Stored data entries:

----

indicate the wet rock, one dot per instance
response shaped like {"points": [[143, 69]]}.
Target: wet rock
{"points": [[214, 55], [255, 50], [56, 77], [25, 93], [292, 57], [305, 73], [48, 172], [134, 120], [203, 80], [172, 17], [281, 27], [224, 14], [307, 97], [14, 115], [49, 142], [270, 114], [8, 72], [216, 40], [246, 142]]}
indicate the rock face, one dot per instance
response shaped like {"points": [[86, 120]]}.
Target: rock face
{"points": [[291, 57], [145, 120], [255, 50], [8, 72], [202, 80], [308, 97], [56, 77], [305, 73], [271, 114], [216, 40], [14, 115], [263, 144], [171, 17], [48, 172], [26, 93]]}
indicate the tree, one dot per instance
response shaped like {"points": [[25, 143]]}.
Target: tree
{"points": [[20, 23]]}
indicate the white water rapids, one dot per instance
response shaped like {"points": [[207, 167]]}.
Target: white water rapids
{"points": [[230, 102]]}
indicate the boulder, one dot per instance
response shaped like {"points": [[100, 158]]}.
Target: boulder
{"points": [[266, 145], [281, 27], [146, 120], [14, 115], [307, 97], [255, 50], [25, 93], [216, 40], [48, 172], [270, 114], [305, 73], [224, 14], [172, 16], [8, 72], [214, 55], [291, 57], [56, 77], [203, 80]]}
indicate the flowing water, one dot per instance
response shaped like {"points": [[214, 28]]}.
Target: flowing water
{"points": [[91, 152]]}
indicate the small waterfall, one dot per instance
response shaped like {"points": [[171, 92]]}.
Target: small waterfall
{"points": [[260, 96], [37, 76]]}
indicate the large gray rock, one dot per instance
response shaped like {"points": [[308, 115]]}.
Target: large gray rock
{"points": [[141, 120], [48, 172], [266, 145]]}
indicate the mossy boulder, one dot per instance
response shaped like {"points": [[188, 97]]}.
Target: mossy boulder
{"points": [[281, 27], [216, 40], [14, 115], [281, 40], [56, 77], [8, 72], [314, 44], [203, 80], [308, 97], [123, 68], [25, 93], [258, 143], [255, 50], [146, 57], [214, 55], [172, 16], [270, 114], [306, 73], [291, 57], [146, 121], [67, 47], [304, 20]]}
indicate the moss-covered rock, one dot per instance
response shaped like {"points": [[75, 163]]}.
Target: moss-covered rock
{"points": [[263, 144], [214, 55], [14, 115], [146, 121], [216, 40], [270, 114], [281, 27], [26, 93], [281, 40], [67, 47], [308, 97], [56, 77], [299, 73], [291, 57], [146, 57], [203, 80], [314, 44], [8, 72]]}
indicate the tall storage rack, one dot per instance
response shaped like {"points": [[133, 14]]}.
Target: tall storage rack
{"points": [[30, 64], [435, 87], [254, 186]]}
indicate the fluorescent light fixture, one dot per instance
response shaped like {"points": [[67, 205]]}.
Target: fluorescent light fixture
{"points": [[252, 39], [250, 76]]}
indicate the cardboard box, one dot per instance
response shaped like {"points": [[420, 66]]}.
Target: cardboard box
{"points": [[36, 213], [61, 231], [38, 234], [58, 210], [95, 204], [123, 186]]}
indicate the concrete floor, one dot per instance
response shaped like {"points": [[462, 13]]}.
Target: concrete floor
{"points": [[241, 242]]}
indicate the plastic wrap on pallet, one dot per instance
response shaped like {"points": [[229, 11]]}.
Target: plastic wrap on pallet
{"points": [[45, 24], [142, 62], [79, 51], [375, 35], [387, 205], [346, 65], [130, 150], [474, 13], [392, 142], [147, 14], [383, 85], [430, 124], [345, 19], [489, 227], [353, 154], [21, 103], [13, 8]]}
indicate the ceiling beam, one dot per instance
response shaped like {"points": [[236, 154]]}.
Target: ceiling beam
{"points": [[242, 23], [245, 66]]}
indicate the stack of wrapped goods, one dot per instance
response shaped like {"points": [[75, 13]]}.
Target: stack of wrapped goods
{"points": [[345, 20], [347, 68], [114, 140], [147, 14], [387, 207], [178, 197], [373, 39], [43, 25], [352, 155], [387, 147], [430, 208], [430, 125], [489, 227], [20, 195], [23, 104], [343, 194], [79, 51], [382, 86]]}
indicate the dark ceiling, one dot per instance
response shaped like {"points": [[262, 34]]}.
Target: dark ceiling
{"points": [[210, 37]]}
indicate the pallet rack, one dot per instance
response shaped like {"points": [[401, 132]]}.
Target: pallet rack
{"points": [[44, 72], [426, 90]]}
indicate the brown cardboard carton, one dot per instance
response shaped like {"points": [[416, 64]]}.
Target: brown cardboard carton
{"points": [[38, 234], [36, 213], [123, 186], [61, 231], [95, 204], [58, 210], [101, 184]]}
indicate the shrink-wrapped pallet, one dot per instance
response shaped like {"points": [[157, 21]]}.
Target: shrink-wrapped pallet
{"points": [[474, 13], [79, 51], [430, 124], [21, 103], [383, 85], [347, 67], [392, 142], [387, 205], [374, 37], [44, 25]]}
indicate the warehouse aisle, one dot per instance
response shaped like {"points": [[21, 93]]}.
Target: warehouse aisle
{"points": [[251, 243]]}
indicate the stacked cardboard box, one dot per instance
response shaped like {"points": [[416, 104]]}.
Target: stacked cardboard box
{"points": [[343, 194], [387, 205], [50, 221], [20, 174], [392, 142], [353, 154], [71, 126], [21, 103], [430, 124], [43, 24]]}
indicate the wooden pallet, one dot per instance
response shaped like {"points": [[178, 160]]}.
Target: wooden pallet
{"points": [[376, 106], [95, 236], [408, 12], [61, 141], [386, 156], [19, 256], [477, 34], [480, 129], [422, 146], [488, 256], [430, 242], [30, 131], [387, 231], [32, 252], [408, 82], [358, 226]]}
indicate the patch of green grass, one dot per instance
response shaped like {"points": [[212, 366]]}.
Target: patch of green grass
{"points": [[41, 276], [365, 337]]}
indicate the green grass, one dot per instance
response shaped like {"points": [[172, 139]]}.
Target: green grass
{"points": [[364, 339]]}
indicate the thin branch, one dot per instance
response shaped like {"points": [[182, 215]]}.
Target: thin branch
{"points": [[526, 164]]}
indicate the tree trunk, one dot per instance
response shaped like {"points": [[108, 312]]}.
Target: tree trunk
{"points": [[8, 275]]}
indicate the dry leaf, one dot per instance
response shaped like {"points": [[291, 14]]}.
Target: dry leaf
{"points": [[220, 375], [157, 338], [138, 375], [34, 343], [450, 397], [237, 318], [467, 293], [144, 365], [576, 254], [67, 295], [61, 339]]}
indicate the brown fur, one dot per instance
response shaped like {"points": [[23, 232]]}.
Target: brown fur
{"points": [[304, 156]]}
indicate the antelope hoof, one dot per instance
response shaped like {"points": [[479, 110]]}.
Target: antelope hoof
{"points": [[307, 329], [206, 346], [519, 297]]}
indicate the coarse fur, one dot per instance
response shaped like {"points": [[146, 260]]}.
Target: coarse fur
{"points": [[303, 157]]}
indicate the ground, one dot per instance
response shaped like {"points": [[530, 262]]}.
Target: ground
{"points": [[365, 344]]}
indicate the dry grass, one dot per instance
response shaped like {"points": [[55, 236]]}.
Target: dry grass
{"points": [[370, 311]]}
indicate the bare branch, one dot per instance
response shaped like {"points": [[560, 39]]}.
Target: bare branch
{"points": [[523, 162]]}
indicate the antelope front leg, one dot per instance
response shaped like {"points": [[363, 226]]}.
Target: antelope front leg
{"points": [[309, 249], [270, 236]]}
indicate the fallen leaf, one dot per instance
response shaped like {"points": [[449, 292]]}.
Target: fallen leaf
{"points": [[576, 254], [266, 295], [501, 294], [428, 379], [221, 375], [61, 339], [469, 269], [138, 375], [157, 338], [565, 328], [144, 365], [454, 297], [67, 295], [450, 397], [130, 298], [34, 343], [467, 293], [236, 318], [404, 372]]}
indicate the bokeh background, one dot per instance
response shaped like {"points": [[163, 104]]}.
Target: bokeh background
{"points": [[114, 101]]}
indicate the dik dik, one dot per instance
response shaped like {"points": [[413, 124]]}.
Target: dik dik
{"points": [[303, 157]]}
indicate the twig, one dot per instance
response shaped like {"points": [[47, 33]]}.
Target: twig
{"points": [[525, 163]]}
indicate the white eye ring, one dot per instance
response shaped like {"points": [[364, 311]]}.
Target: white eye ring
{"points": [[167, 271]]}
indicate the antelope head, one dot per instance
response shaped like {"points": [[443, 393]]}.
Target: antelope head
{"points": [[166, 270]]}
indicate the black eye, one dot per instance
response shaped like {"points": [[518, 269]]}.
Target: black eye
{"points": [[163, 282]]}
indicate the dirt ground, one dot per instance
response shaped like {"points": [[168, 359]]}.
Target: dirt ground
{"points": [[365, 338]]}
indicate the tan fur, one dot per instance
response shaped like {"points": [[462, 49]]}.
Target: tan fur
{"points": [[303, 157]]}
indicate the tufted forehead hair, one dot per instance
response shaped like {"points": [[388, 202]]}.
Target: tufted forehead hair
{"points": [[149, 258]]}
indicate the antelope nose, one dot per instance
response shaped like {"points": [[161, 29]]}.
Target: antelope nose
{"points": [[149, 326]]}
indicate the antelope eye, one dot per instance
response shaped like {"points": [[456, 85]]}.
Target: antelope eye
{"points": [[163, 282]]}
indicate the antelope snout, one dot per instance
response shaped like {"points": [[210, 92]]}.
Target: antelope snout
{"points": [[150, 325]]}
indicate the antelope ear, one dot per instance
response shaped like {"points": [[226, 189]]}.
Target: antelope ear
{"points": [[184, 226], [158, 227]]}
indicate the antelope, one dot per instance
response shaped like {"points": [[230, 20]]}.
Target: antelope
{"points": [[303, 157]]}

----

Could you write out, exactly, each line of the data above from the one containing "indicate the antelope, one dot per instance" through the last, including both?

indicate the antelope, one dot per instance
response shaped like {"points": [[230, 20]]}.
Target: antelope
{"points": [[303, 157]]}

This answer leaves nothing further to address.